- WORK TO COMPLETE
Render the stretch of the entries from the line containing "TARGET: palm tree trunk" through the end of the entries as a numbered list, leaving out any blank lines.

++++++

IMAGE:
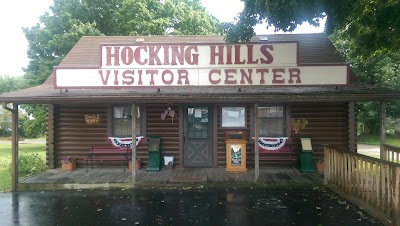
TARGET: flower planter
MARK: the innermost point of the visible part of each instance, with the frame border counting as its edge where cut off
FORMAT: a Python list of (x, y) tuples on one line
[(70, 166), (319, 167)]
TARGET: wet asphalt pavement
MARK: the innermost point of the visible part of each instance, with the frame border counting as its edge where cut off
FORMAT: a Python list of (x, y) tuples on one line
[(198, 206)]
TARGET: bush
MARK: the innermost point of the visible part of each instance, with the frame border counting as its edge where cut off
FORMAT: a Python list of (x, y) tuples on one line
[(29, 164)]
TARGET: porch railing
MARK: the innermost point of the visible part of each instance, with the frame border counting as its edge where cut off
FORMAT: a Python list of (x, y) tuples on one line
[(391, 153), (375, 181)]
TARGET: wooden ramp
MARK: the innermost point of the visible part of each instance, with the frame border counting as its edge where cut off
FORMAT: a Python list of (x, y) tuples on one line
[(117, 178)]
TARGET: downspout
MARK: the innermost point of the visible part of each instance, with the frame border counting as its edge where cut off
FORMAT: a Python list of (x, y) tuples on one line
[(14, 144)]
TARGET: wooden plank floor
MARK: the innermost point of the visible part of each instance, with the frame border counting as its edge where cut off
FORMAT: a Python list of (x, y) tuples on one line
[(167, 176)]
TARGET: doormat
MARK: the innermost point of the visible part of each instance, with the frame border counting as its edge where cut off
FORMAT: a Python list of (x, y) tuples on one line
[(188, 179)]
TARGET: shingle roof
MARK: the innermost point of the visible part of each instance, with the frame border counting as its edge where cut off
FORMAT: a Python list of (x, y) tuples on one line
[(313, 49)]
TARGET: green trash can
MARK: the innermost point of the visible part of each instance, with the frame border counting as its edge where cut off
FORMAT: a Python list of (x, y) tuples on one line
[(306, 153), (306, 162)]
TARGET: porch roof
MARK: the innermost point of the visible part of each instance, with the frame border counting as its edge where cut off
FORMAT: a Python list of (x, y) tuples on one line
[(313, 49), (353, 92)]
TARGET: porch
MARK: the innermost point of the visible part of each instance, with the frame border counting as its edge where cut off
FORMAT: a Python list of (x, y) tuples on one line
[(117, 178)]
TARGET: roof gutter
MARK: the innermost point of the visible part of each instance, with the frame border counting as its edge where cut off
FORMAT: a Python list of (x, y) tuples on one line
[(4, 104)]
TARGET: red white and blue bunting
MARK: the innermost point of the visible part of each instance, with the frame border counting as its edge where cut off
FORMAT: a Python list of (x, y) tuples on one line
[(125, 141), (269, 144)]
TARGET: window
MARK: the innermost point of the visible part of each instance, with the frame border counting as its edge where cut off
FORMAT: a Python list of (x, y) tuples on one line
[(271, 121), (234, 117), (122, 121)]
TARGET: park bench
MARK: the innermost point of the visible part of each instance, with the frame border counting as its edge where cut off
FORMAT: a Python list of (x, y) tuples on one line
[(108, 153)]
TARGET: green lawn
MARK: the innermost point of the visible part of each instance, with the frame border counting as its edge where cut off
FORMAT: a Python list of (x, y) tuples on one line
[(374, 139), (5, 160)]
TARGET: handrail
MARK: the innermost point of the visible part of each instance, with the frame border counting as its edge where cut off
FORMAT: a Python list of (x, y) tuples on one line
[(375, 181), (391, 153), (344, 150)]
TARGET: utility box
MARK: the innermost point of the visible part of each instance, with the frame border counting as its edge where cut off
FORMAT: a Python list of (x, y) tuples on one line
[(236, 151)]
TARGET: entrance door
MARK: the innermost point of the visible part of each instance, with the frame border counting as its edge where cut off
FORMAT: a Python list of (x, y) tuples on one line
[(197, 136)]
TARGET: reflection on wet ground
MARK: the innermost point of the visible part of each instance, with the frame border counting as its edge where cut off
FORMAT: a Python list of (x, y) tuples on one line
[(199, 206)]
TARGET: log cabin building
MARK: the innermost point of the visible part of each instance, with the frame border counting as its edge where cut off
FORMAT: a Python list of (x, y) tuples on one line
[(191, 90)]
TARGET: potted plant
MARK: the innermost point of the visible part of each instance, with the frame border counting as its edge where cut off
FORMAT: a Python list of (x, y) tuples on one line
[(319, 165), (68, 164)]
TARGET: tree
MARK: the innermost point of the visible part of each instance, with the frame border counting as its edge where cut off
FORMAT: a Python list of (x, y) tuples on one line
[(51, 39), (366, 32), (372, 25)]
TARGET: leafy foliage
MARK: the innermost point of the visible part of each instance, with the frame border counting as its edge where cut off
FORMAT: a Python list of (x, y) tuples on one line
[(68, 20), (371, 25)]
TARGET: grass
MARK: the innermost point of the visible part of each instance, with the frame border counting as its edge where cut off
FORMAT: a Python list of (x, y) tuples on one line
[(5, 160), (391, 139)]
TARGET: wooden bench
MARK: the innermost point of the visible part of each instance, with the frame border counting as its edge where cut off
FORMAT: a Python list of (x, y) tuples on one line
[(108, 153)]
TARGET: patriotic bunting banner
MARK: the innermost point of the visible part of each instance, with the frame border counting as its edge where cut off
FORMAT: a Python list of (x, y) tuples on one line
[(271, 143), (125, 141)]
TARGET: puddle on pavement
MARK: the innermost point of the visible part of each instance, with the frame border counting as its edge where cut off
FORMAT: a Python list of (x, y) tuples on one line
[(292, 206)]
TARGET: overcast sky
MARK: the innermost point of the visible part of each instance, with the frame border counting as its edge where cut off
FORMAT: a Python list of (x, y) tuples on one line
[(24, 13)]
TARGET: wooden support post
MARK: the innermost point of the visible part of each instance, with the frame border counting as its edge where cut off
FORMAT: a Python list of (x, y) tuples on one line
[(383, 131), (50, 137), (396, 196), (352, 127), (256, 150), (133, 114)]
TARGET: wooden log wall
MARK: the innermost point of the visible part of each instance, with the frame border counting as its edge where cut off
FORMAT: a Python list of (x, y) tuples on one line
[(74, 138), (327, 124), (167, 129)]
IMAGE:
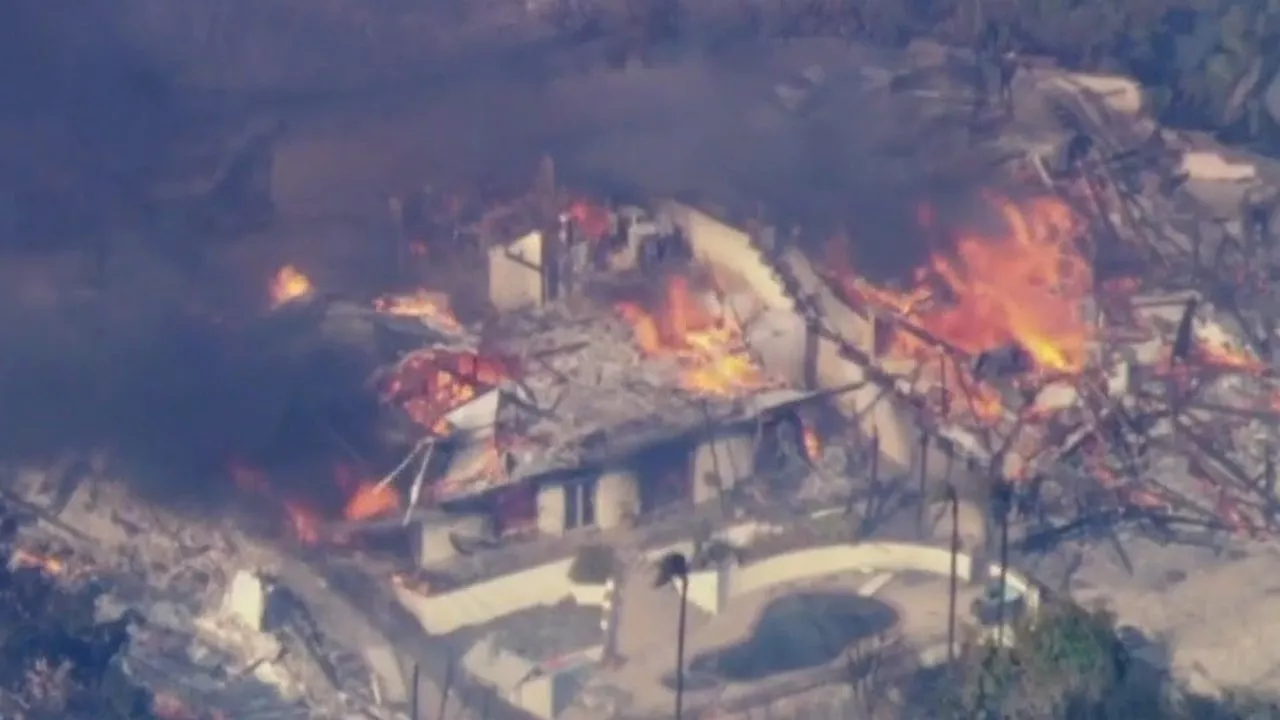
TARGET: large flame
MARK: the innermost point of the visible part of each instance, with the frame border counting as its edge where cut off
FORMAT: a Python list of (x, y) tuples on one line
[(708, 346), (1025, 286), (288, 285)]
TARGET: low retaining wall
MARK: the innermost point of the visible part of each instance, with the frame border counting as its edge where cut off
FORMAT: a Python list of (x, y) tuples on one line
[(713, 589)]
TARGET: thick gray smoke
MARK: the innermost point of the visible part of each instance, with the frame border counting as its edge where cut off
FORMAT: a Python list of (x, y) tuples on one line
[(145, 361)]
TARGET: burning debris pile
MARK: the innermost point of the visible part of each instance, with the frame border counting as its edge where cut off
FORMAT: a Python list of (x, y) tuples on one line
[(1089, 351), (58, 656), (530, 392)]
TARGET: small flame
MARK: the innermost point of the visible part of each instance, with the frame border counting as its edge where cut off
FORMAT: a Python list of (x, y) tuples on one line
[(593, 220), (45, 563), (288, 285), (430, 306), (1220, 355), (305, 522), (371, 500), (429, 383), (168, 706), (812, 442), (709, 347)]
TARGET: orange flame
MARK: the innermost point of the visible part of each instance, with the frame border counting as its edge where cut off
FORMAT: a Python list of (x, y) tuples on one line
[(168, 706), (812, 442), (371, 500), (593, 220), (288, 285), (1025, 287), (709, 349), (365, 500), (433, 306), (428, 383), (30, 559)]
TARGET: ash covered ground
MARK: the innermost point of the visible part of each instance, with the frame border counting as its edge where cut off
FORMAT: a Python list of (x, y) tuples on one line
[(149, 358)]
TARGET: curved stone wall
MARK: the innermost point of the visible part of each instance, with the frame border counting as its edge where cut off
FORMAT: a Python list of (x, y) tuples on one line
[(713, 589)]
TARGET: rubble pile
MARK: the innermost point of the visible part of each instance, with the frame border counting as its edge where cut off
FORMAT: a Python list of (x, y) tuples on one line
[(58, 655), (1097, 345)]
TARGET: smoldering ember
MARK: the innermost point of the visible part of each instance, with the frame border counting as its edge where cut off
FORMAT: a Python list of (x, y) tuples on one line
[(1083, 351)]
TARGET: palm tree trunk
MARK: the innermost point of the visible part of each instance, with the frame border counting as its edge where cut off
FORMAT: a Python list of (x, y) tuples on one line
[(680, 647), (1004, 573), (955, 577)]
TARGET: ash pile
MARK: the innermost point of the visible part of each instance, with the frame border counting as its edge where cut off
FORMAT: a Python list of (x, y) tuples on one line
[(195, 614), (1100, 349)]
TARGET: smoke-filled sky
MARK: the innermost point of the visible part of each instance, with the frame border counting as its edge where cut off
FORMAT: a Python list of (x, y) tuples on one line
[(95, 118)]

++++++

- PROBLEM SOLUTION
1. TARGET: palm tree trunk
2. MARK: the innermost point of the visible part of each instance, with the frame border counting as its edge where cut off
3. FORMAT: a Python list of (x, y) tuples on one line
4. [(680, 647), (1004, 573), (955, 577)]
5. TARGET: ash pile
6. MARK: the innermost point of the visible part of each instance, with the frame border counting as its edge where cut off
7. FORMAT: a Python list of (x, y) tuples on one line
8. [(195, 614), (1100, 349)]
9. TARGET: smoke-filled sky
10. MARK: the innermost point of the visible part of each instance, with the frame border counting as its edge where cut off
11. FORMAT: a Python list of (x, y) tuples on one line
12. [(95, 118)]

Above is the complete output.